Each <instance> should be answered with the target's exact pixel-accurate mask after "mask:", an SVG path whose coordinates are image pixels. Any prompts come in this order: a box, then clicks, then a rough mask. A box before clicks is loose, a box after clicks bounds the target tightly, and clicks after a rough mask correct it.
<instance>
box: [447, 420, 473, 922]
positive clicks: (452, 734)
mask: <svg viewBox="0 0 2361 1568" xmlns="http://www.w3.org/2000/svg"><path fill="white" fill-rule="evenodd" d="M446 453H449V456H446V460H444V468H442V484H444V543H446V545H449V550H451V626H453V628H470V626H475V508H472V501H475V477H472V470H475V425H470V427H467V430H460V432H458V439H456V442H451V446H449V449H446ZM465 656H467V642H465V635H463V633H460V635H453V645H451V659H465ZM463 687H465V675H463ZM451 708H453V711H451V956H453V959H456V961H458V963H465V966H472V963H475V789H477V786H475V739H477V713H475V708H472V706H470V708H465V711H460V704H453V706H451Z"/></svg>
******************************
→ WORK TO BE COMPLETED:
From the very first line of the records down to the line with "box: [447, 420, 473, 922]", please write out each line exactly, including both ends and no other lines.

→ SOLUTION TO THE PROBLEM:
Each <instance> should be answered with the target's exact pixel-accurate mask after "mask:", an SVG path whose coordinates are image pixels. Any prompts come in this order: a box, then clicks, then a rough mask. A box before clicks is loose, a box after clicks bounds the target tightly, and clicks after a rough mask correct it.
<instance>
box: [447, 420, 473, 922]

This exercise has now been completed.